Cranford NJ Division of Assets Attorney
Perhaps one of the most significant components of any divorce is the division of assets, with an important distinction to be made between “marital property,” meaning assets acquired during the marriage, and “separate property,” which refers to assets that you may have acquired prior to the marriage or after divorce proceedings were initiated. Understanding the different forms of property that may be considered during the division of assets and the factors to be weighed during these determinations is critical to ensuring that you receive the property to which you may be entitled during and after your divorce. Having an experienced and knowledgeable divorce attorney to evaluate your case and advocate on your behalf is essential during these often contentious proceedings. Attorney Edward S. Cooper has been assisting clients with a broad range of divorce-related issues in and around Union County for a quarter of a century. He is dedicated to providing unparalleled client service, consistent communication, and informed decision-making. To discuss your case with Mr. Cooper, contact him at 908-481-4625.
Division of Assets in New Jersey
New Jersey abides by the principles of equitable distribution when addressing the division of assets in divorce matters. Essentially, this means that the assets and debts acquired during a marriage are classified as “marital property,” assigned to both spouses regardless of the name on the title of the property itself. It is important to note that equitable distribution refers to the fair division of assets, but not necessarily the equal distribution of marital property.
As mentioned previously, there is a significant distinction between marital property, which is acquired during the marriage, and separate property, which is acquired prior to or after the marriage. These categorizations are extremely important, as you are entitled to maintain all of your separate property, but must equitably divide all of your marital property during a divorce.
Notably, marital property can encompass a host of financial considerations including: the marital home and any other real estate holdings; personal property such as paintings, jewelry, and automobiles; and intangible property such as income, stocks, bonds, retirement accounts, mortgages, other loans, and debts.

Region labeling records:
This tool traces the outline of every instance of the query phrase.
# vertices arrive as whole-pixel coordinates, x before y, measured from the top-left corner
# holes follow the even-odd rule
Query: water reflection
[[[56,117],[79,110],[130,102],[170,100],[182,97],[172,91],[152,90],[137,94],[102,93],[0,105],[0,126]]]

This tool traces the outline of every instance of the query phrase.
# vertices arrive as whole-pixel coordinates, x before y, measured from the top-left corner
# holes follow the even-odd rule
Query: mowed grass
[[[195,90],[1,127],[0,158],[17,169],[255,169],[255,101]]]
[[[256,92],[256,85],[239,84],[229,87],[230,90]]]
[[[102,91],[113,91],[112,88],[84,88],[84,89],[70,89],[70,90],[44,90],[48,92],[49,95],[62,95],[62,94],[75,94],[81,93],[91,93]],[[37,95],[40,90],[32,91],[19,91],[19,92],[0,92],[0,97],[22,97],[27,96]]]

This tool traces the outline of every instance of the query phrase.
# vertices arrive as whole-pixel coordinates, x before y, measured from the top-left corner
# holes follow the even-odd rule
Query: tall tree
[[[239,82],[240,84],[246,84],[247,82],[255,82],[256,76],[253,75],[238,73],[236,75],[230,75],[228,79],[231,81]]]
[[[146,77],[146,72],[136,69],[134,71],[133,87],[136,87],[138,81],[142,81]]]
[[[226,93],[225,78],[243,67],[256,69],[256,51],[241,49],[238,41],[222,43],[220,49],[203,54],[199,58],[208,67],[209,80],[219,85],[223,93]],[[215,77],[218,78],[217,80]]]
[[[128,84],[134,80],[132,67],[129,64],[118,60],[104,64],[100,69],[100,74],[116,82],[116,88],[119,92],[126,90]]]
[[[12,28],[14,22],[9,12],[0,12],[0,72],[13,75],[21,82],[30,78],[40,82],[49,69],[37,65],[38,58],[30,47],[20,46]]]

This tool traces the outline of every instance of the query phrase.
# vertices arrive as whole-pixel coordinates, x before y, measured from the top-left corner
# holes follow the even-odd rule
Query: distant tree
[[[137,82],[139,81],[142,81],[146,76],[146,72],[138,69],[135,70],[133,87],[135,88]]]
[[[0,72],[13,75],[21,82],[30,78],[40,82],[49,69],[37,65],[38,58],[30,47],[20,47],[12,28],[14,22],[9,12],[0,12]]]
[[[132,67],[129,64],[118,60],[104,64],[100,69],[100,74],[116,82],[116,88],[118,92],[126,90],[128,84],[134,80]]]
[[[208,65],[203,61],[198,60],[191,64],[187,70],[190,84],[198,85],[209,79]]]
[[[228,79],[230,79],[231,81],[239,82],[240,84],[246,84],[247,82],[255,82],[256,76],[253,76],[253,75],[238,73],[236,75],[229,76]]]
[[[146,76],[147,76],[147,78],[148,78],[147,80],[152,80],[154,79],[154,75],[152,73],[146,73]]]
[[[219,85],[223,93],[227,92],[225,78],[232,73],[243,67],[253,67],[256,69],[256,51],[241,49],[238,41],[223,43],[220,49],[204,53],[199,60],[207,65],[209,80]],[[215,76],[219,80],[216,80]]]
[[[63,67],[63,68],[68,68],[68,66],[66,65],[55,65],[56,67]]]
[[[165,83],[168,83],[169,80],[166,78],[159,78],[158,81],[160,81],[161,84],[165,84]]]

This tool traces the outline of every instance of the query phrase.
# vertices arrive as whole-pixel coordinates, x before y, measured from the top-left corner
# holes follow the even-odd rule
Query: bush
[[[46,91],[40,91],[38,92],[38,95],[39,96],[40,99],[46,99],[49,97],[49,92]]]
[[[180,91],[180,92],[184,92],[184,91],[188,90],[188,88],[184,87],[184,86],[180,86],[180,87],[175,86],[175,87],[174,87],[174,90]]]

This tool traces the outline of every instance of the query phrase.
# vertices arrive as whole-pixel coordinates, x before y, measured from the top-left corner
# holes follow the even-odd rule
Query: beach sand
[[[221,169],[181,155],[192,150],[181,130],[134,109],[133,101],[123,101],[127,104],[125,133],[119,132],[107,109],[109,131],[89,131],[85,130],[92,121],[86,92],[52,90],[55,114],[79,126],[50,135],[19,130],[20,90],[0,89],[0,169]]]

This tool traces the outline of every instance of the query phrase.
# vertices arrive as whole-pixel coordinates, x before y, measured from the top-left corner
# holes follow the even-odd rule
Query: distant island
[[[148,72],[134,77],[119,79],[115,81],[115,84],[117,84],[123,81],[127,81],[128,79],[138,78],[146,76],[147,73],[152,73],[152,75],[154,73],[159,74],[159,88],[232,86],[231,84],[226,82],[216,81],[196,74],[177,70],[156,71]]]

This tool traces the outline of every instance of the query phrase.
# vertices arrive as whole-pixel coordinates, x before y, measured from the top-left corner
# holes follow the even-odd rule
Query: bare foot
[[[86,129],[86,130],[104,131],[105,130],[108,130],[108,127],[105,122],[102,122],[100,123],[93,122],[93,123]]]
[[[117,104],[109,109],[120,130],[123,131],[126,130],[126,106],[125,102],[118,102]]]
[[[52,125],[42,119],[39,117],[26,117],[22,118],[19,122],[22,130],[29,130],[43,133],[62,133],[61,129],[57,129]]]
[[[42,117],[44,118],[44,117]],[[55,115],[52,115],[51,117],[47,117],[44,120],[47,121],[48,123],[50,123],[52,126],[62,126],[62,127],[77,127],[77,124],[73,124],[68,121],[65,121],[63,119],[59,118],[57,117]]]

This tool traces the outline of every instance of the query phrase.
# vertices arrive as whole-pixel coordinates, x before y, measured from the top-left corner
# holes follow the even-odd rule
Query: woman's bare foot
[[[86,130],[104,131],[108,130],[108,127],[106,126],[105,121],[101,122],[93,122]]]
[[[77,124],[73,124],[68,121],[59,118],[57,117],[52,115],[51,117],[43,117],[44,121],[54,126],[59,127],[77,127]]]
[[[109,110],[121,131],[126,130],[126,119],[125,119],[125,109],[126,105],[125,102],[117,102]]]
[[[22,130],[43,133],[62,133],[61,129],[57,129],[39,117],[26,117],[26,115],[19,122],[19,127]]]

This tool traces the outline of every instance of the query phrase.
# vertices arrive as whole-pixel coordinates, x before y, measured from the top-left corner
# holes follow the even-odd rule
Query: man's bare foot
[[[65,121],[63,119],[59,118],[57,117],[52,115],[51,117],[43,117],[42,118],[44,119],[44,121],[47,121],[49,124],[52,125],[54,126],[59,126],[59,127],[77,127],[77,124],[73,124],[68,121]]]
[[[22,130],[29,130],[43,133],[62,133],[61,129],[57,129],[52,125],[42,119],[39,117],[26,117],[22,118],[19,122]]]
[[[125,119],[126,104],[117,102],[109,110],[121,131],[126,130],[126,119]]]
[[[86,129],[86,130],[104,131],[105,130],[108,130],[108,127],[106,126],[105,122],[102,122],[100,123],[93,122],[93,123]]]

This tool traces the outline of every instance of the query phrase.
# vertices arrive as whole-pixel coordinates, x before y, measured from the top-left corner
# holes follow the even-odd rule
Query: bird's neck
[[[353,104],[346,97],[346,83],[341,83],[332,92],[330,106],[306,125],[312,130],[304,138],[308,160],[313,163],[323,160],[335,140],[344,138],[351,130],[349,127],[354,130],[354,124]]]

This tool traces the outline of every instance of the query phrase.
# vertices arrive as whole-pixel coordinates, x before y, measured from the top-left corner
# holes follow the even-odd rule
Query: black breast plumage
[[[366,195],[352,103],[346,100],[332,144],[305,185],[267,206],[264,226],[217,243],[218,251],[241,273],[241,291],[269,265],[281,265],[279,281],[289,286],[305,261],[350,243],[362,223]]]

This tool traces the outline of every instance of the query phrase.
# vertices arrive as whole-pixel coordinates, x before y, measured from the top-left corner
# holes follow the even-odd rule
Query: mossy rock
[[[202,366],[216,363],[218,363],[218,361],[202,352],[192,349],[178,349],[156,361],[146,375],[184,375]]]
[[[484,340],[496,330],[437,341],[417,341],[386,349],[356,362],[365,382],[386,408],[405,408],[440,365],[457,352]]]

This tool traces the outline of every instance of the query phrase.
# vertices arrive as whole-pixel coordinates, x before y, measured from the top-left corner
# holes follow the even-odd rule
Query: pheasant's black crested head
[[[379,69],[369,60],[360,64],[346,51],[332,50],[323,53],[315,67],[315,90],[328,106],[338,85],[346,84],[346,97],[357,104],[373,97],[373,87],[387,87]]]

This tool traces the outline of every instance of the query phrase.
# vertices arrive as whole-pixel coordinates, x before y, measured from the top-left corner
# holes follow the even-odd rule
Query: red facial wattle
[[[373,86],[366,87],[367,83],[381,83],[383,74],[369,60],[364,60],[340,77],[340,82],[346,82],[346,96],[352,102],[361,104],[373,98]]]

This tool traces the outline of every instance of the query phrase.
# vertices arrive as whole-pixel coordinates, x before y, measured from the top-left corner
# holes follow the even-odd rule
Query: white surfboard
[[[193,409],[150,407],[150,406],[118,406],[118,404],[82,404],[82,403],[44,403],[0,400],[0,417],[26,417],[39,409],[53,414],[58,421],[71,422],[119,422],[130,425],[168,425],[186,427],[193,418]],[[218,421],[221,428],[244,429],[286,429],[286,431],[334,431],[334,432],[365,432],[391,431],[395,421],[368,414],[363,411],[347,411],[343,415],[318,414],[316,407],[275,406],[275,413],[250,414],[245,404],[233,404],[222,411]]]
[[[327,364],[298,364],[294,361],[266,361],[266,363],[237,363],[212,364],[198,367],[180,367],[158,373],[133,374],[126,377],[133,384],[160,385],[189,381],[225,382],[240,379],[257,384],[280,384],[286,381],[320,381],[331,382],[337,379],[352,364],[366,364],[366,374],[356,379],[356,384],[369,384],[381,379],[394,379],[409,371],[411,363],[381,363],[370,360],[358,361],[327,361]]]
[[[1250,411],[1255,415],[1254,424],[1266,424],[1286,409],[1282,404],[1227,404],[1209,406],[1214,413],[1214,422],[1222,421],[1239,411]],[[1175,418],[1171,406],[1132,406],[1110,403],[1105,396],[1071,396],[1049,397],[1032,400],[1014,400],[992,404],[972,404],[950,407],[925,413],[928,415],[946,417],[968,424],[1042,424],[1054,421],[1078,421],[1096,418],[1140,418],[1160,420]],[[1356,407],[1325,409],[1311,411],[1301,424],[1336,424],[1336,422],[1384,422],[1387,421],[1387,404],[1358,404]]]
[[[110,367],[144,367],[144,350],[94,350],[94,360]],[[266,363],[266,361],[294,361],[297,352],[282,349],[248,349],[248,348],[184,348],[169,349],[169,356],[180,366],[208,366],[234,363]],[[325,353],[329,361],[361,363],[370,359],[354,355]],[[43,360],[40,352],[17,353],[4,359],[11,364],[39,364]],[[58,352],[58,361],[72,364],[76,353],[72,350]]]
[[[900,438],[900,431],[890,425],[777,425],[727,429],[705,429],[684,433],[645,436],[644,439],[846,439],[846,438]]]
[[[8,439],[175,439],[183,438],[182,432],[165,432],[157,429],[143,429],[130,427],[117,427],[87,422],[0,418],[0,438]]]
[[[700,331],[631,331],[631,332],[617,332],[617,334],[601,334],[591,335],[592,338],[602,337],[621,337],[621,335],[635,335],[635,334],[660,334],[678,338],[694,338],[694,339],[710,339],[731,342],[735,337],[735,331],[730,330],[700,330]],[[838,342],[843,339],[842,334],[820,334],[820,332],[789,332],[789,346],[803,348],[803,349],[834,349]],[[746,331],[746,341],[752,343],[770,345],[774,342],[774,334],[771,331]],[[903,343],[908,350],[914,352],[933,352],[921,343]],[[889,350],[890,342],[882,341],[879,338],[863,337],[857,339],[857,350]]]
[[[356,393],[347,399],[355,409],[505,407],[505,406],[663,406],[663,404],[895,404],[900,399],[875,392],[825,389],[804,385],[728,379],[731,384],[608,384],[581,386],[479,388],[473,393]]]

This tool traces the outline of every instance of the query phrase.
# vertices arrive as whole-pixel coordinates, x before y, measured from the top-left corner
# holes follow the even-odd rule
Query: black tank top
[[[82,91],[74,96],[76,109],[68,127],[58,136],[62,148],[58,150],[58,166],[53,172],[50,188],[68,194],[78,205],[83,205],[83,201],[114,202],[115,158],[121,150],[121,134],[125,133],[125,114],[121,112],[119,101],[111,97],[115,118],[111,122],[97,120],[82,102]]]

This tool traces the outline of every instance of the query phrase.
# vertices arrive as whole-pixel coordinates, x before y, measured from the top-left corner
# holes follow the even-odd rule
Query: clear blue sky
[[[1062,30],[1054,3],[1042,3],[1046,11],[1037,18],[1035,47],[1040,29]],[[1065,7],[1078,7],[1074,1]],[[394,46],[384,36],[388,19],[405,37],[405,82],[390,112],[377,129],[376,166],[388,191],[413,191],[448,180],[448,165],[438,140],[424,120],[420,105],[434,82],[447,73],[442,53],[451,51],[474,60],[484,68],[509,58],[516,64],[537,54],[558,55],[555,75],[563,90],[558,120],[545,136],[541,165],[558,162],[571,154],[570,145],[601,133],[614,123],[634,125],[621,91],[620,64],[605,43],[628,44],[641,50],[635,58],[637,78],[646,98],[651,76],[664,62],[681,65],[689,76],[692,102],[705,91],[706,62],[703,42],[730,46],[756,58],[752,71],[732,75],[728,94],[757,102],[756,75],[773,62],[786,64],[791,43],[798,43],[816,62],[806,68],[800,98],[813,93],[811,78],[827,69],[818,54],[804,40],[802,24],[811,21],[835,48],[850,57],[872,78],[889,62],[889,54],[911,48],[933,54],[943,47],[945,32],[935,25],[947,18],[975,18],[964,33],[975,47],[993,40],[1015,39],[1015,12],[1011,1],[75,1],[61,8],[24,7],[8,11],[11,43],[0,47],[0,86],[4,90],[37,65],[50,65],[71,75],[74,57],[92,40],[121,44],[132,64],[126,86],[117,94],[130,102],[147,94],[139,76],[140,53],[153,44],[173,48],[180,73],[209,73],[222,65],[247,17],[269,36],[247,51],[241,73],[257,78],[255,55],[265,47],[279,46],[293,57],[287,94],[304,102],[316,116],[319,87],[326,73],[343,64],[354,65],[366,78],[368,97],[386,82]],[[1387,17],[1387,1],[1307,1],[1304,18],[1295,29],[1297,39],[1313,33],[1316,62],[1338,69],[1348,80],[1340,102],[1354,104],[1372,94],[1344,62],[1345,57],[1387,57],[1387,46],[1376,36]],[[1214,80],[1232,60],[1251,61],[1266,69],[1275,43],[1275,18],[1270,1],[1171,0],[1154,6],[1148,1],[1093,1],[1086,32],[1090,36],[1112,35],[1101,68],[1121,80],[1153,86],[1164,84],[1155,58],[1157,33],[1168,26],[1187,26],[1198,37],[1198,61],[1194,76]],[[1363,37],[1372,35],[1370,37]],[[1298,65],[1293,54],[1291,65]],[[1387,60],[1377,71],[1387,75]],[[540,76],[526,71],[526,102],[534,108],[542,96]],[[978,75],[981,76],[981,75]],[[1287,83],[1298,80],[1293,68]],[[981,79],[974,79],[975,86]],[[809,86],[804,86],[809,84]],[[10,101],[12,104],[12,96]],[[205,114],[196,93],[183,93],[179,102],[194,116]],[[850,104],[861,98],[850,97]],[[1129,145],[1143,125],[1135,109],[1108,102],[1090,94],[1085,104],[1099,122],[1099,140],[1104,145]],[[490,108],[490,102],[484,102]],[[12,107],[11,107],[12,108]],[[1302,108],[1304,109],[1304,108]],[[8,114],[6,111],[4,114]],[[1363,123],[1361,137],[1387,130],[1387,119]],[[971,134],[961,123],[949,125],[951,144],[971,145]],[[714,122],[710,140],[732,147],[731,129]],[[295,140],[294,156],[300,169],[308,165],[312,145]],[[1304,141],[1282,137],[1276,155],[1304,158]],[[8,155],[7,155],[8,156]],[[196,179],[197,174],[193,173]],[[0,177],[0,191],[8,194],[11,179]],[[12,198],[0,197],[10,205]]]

Exercise tasks:
**A.** Answer these about the division of assets page, one line each:
(i) For how long has Edward S. Cooper been assisting clients in and around Union County?
(ii) Which principles does New Jersey follow when dividing assets in a divorce?
(iii) What does the page say equitable distribution does not necessarily mean?
**B.** List every example of intangible property named on the division of assets page.
Answer from the division of assets page alone.

Answers for this exercise:
**A.**
(i) A quarter of a century.
(ii) The principles of equitable distribution.
(iii) The equal distribution of marital property.

**B.** Income, stocks, bonds, retirement accounts, mortgages, other loans, debts